§ Your task: Print the entries below exactly as they appear, from the first line up to and including the line with "Where can the grassy". Do not print any pictures.

Image-grounded pointing data:
# # # # # # #

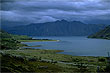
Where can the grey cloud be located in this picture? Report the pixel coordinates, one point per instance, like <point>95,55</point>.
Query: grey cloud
<point>37,11</point>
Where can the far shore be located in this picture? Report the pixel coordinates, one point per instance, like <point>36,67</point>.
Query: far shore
<point>37,40</point>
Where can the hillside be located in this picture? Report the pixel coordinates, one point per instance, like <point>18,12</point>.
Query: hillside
<point>10,41</point>
<point>103,34</point>
<point>57,28</point>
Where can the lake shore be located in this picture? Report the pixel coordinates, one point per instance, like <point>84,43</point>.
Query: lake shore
<point>37,40</point>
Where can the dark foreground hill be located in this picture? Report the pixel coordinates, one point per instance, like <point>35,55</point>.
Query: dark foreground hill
<point>103,34</point>
<point>57,28</point>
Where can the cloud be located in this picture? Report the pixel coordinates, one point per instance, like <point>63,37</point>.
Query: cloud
<point>38,11</point>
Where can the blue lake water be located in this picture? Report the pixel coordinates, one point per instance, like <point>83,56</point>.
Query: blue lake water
<point>76,45</point>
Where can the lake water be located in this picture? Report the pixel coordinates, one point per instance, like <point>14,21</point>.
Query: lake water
<point>76,45</point>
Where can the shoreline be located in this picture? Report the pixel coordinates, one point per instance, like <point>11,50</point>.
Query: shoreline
<point>38,40</point>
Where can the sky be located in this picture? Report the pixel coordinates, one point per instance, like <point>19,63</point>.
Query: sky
<point>23,12</point>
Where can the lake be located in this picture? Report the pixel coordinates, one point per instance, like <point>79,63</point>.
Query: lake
<point>75,45</point>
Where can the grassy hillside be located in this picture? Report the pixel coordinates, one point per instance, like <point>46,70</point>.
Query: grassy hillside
<point>10,41</point>
<point>17,60</point>
<point>103,34</point>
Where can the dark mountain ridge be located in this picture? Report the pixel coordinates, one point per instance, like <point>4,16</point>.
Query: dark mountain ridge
<point>57,28</point>
<point>103,34</point>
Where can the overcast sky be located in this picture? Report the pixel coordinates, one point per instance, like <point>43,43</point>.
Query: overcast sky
<point>39,11</point>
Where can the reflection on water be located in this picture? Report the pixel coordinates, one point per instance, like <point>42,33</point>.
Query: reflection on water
<point>78,46</point>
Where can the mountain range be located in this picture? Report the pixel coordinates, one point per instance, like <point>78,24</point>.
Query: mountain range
<point>56,28</point>
<point>103,34</point>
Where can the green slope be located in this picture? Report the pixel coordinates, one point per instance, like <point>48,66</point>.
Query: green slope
<point>103,34</point>
<point>10,41</point>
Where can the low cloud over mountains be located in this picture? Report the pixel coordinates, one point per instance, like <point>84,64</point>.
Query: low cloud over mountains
<point>39,11</point>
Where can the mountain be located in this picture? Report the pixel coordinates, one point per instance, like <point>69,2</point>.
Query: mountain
<point>103,34</point>
<point>57,28</point>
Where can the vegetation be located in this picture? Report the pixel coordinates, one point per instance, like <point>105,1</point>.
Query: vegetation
<point>103,34</point>
<point>37,40</point>
<point>14,58</point>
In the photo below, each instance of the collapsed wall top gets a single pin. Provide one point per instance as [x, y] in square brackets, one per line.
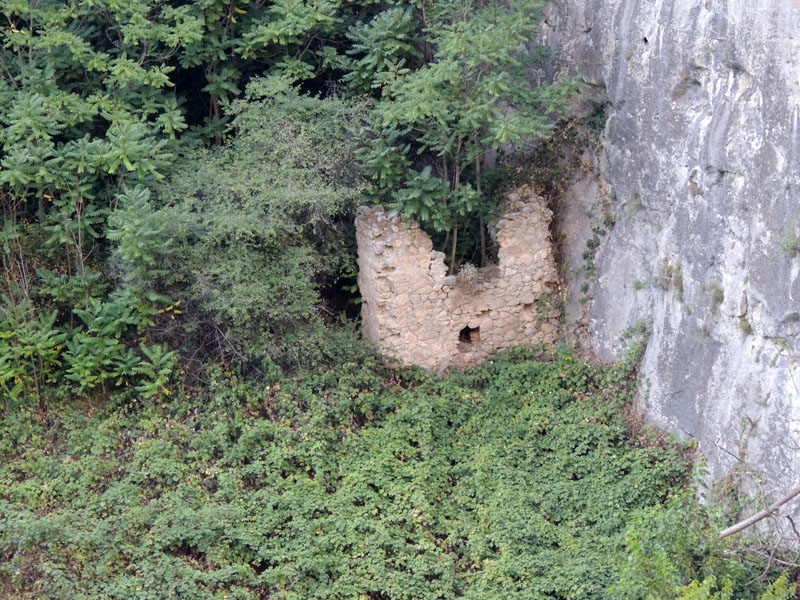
[418, 314]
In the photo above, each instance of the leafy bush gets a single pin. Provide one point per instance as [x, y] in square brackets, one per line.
[512, 481]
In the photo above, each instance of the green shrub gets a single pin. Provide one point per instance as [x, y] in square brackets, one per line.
[262, 224]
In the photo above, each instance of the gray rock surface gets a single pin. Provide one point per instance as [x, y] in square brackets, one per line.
[700, 164]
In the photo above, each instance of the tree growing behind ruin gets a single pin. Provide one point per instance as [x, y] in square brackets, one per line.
[470, 93]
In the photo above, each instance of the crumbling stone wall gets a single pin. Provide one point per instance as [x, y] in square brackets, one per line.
[418, 314]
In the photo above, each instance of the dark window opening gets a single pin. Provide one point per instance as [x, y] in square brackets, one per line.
[470, 335]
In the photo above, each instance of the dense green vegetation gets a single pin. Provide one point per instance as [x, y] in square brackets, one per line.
[186, 408]
[516, 480]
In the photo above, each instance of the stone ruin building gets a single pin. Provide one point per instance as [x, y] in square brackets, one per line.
[420, 315]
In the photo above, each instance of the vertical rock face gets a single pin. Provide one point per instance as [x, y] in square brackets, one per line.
[701, 162]
[418, 314]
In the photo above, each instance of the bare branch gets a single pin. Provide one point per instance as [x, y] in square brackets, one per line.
[760, 515]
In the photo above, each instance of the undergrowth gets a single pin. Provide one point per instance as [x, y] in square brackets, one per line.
[517, 480]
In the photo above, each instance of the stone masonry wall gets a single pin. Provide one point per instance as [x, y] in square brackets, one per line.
[418, 314]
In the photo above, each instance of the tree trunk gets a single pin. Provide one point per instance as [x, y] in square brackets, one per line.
[453, 250]
[480, 218]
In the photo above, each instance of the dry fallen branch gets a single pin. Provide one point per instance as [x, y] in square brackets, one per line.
[760, 515]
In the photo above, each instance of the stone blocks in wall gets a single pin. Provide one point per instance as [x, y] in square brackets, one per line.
[418, 314]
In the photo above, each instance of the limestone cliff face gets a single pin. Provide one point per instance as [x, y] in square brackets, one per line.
[701, 165]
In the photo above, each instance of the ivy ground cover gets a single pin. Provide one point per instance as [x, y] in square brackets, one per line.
[515, 480]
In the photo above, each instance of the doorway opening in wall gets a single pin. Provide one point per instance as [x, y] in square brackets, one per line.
[470, 335]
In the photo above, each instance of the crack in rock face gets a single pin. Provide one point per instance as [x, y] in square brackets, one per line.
[702, 152]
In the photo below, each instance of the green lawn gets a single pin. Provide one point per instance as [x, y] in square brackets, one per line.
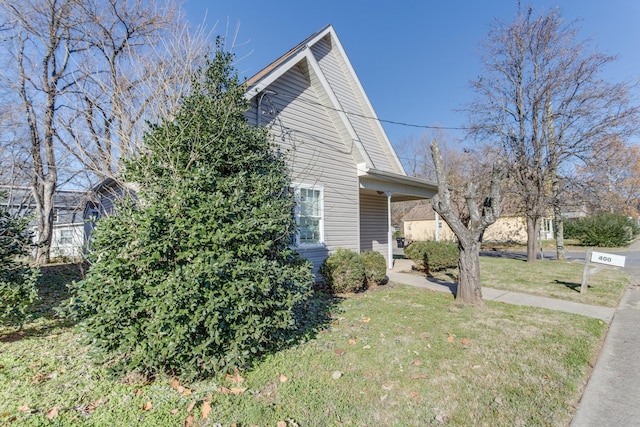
[392, 356]
[554, 279]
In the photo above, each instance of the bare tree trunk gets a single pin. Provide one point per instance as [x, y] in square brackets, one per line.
[558, 226]
[481, 216]
[44, 193]
[469, 289]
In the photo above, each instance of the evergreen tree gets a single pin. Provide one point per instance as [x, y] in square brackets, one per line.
[198, 276]
[18, 281]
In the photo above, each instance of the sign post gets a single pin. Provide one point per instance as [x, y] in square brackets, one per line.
[598, 258]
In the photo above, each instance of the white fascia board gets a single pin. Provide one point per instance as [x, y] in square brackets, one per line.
[276, 73]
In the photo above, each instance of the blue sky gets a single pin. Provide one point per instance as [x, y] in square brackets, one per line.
[415, 59]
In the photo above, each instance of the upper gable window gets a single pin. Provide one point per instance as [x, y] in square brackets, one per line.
[309, 215]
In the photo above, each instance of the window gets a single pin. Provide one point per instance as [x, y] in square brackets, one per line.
[66, 237]
[309, 212]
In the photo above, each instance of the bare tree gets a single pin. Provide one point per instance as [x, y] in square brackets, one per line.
[43, 40]
[611, 181]
[468, 227]
[138, 66]
[87, 74]
[543, 101]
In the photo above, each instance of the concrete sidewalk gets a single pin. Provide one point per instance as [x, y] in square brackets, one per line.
[398, 275]
[612, 395]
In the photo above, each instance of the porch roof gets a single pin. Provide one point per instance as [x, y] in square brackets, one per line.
[401, 187]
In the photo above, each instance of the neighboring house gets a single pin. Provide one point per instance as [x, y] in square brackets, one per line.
[343, 169]
[68, 226]
[421, 222]
[342, 165]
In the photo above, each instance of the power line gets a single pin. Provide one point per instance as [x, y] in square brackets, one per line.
[393, 122]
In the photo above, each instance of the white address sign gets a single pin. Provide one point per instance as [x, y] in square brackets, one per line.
[610, 259]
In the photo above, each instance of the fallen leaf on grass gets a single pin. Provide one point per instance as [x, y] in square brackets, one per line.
[38, 378]
[206, 410]
[52, 413]
[94, 405]
[233, 390]
[236, 378]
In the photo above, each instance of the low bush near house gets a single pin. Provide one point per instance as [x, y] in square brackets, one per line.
[375, 267]
[344, 271]
[433, 256]
[603, 230]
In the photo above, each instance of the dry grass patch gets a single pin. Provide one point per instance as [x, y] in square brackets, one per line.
[396, 356]
[554, 279]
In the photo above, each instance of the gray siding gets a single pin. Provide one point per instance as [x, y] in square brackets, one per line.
[374, 224]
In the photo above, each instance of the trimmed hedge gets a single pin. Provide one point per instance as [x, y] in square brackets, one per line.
[433, 256]
[375, 267]
[603, 230]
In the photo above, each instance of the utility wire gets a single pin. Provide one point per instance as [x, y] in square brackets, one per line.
[393, 122]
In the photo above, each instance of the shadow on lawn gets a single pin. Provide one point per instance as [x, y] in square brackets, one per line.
[571, 285]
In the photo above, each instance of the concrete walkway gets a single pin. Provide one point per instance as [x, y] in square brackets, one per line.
[612, 395]
[402, 266]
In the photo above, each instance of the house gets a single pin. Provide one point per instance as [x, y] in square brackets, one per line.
[343, 168]
[423, 223]
[68, 237]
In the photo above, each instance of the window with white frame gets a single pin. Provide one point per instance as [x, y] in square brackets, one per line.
[309, 214]
[66, 237]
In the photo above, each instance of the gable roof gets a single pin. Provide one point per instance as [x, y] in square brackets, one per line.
[374, 149]
[343, 96]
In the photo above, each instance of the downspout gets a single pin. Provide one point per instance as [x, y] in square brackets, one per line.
[390, 233]
[259, 110]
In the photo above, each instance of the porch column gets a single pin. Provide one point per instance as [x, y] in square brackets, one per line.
[390, 237]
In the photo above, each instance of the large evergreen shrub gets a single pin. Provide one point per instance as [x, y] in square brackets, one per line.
[18, 280]
[433, 256]
[602, 230]
[198, 277]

# # # # # # #

§ Task answer:
Where can the grey cloud be located in this picture? Report the pixel coordinates, one point per instance, like <point>95,55</point>.
Query: grey cloud
<point>37,11</point>
Where can the far shore be located in this picture? Report the pixel coordinates, one point per instance, like <point>36,67</point>.
Query: far shore
<point>37,40</point>
Where can the hillside be located in this picture? Report the pixel coordinates, one point per instance, like <point>18,12</point>.
Query: hillside
<point>10,41</point>
<point>103,34</point>
<point>57,28</point>
Where can the lake shore be located in this picture? Report the pixel coordinates, one point per instance, like <point>84,43</point>.
Query: lake shore
<point>37,40</point>
Where can the dark foreground hill be located in this picture? Report the pixel coordinates, one point per instance, like <point>35,55</point>.
Query: dark foreground hill
<point>103,34</point>
<point>57,28</point>
Where can the cloud be located in this picture? Report the pixel coordinates, one point per instance, like <point>63,37</point>.
Query: cloud
<point>38,11</point>
Where can the blue lake water be located in this picture? Report the pixel coordinates, one point per instance, like <point>83,56</point>.
Query: blue lake water
<point>76,45</point>
Where can the lake water be located in this picture? Report the pixel coordinates, one point per instance, like <point>14,21</point>.
Query: lake water
<point>76,45</point>
Where can the shoreline be located in this picture? Report the pixel coordinates, one point per instance, like <point>11,50</point>.
Query: shoreline
<point>38,40</point>
Where can the sky be located in this picture? Report the pixel coordinates, one point per instance, like <point>19,63</point>.
Query: sky
<point>23,12</point>
Where can the lake be located in this picture? Report the pixel coordinates, one point per instance, like <point>79,63</point>.
Query: lake
<point>75,45</point>
Where can the grassy hillside be located in this picture? Report the pixel coordinates, one point per instance, like <point>46,70</point>.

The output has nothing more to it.